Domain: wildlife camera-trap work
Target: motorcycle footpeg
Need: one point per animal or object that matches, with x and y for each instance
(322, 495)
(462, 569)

● ● ●

# Given exercise
Which lines of the records contain the word "each"? Select those lines and copy them out in full.

# In response
Need: one point per animal or object that matches, with x and y for each instance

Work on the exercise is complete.